▶ Exercises to complete
(A) List every person named by full name in the idea navigation post.
(B) Extend the idea navigation post from its last line onward.

▶ Selected text
◇ ◇ ◇

Wednesday, June 4, 2008

Idea Navigation

Last summer, my colleague Vladimir Zelevinsky worked with two interns, Robin Stewart (MIT) and Greg Scott (Tufts), on a novel approach to information exploration. They call it "idea navigation": the basic idea is to extract subject-verb-object triples from unstructured text, group them into hierarchies, and then expose them in a faceted search and browsing interface. I like to think of it as an exploratory search take on question answering.

We found out later that Powerset developed similar functionality that they called "Powermouse" in their private beta and now call "Factz". While the idea navigation prototype is on a smaller scale (about 100k news articles from October 2000), it does some cool things that I haven't seen on Powerset, like leveraging verb hypernyms from WordNet.

Click on the frame below to see the presentation they delivered at CHI '08.



Idea Navigation: Structured Browsing for Unstructured Text

5 comments:

Anonymous said...

◇ ◇ ◇

▶ Supplied data
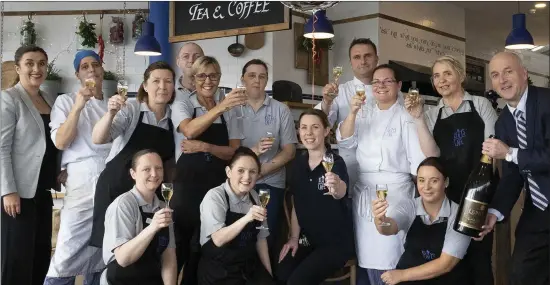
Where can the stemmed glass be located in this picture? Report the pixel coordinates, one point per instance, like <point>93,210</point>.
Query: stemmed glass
<point>241,88</point>
<point>328,163</point>
<point>360,91</point>
<point>264,200</point>
<point>167,192</point>
<point>382,193</point>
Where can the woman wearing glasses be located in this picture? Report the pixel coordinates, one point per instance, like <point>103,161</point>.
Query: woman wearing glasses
<point>433,250</point>
<point>388,152</point>
<point>212,134</point>
<point>234,227</point>
<point>456,130</point>
<point>132,126</point>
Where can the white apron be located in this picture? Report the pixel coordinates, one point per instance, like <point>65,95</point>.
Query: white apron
<point>73,256</point>
<point>376,251</point>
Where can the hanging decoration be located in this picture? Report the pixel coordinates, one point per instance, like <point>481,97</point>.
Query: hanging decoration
<point>116,31</point>
<point>137,30</point>
<point>101,50</point>
<point>309,7</point>
<point>86,32</point>
<point>28,32</point>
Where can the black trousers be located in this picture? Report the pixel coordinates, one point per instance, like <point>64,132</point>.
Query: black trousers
<point>530,260</point>
<point>311,266</point>
<point>478,261</point>
<point>27,241</point>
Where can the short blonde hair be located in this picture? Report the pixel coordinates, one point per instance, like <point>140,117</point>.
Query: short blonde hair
<point>454,64</point>
<point>204,61</point>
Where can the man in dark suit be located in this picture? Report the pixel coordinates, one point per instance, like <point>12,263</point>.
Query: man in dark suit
<point>523,132</point>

◇ ◇ ◇

▶ Answers to this exercise
(A) Vladimir Zelevinsky, Robin Stewart, Greg Scott

(B)
One of the nicer instances of verb-object extraction I've seen is IHOP (information hyperlinked over proteins), which operates over proteins and their interactions. Here's their relations page for TP53, a widely studied human tumor suppressor:

ihop-net.org/UniPub/iHOP/gs/92798.html

Another live app using the same kind of approach is TextRunner from U. Washington:

cs.washington.edu/research/textrunner/

The CoNLL bakeoffs focused on this kind of lightweight predicate/argument parsing for a few years. For instance, see:

lsi.upc.edu/~srlconll/st05/st05.html

As to extending to gerunds and other nominalizations, check out this corpus and related work:

nlp.cs.nyu.edu/meyers/NomBank.html

Daniel Tunkelang said...

Thanks for the links! The TextRunner application is very cool, even if it doesn't seem to do much with the verbs. But it seems more interesting that anything else I've seen on the open web, and of course it indexes a much broader and heterogeneous corpus than Wikipedia.

Anonymous said...

See also Dawn Lawrie's dissertation, from 2003. A statistical approach to idea navigation, or "concept subsumption heirarchies", as she calls 'em.

http://www.cs.loyola.edu/~lawrie/papers/lawrieThesis.pdf

Scroll through for some good screenshots.

Dawn does this with NN phrases in her heirarchies, but there is no reason why you couldn't extract Adj-Noun phrases, Noun-Verb-Noun phrases, etc. and then use the same underlying statistical language model approaches to building the subsumption heirarchies.

Daniel Tunkelang said...

Jeremy, thanks for the link. The approach looks promising, and I'm curious how it compares to WordNet-driven Castanet work at Berkeley. Granted, there's something nice about not depending on a limited lexicon.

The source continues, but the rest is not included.